What the task requires → Reproduce every line of the data below word for word, without changing anything.

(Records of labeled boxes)

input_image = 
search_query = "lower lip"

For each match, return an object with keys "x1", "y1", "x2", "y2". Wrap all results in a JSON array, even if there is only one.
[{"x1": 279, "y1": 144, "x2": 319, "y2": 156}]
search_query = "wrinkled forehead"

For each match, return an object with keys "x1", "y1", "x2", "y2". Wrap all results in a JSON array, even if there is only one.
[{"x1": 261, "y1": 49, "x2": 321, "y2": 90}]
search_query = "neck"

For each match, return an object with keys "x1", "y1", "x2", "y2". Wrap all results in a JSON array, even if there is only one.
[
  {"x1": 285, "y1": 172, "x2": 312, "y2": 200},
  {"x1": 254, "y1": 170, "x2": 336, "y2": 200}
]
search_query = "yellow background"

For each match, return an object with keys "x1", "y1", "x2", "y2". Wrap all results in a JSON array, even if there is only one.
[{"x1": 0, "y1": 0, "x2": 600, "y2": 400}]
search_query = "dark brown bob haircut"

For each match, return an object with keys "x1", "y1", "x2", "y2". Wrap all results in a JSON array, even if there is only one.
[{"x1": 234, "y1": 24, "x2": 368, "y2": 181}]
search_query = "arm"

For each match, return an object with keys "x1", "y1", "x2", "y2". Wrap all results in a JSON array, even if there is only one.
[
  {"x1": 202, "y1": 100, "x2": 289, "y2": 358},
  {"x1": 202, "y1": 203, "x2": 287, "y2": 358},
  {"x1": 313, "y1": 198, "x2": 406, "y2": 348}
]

The solution →
input_image = 
search_query = "lower lip"

For each match, return an object with keys "x1", "y1", "x2", "y2". Wrap all results in a JSON array, even if there is only one.
[{"x1": 279, "y1": 144, "x2": 319, "y2": 156}]
search_query = "wrinkled forehead"

For each match, return an object with keys "x1", "y1", "x2", "y2". Wrap all results in a JSON array, even if there is only one.
[{"x1": 261, "y1": 49, "x2": 321, "y2": 90}]
search_query = "neck"

For each match, return an object with keys "x1", "y1", "x2", "y2". Wrap all results in a JSON array, even if there is only one.
[
  {"x1": 285, "y1": 172, "x2": 312, "y2": 200},
  {"x1": 254, "y1": 170, "x2": 336, "y2": 200}
]
search_query = "yellow background"

For each match, return an object with keys "x1", "y1", "x2", "y2". Wrap all results in a JSON array, even if there is only one.
[{"x1": 0, "y1": 0, "x2": 600, "y2": 400}]
search_query = "dark brown bob haircut"

For each match, return an object with keys "x1", "y1", "x2", "y2". Wrap all results in a JSON array, even if there is only one.
[{"x1": 234, "y1": 24, "x2": 368, "y2": 181}]
search_query = "arm"

For each match, return an object with keys "x1", "y1", "x2", "y2". Wrap all results in a JSON array, even if there is only one.
[
  {"x1": 202, "y1": 100, "x2": 289, "y2": 358},
  {"x1": 202, "y1": 203, "x2": 287, "y2": 358},
  {"x1": 313, "y1": 198, "x2": 406, "y2": 348}
]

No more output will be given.